Records from a dataset
--- --- ---

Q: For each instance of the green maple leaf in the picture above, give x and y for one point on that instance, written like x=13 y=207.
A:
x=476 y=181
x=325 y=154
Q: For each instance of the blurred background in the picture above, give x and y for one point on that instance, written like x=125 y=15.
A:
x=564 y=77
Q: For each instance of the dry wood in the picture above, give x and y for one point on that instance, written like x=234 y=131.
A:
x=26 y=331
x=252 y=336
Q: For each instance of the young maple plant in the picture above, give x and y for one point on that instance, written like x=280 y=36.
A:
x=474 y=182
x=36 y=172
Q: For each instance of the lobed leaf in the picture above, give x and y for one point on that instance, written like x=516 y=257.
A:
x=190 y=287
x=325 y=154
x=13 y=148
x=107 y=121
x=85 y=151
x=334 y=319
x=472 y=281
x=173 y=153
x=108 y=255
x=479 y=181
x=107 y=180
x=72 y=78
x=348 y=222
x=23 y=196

--- --- ---

Problem to solve - Send back all of the entries exactly, with nothing missing.

Solution to this task -
Q: For each instance of the green maple leaf in the picture above, give x and y for one point on that instance, written like x=13 y=207.
A:
x=476 y=181
x=325 y=154
Q: For each instance of the blurred background in the picture above, give x and y for one point on that instance, written like x=125 y=15.
A:
x=564 y=77
Q: For each instance of the dry wood in the picture above, give x and y for one point on that instance, written like x=234 y=131.
A:
x=26 y=331
x=252 y=336
Q: For each instance of the young maple plant in the picture above, give x and y for one point on that instance, written like x=280 y=36.
A:
x=474 y=182
x=36 y=172
Q: For each instance of the lobed leaf in the picture above, give x and y for one point on that instance, written like x=516 y=257.
A:
x=190 y=287
x=325 y=154
x=13 y=148
x=107 y=121
x=85 y=151
x=334 y=319
x=472 y=281
x=173 y=153
x=108 y=255
x=479 y=181
x=107 y=180
x=72 y=78
x=348 y=222
x=23 y=196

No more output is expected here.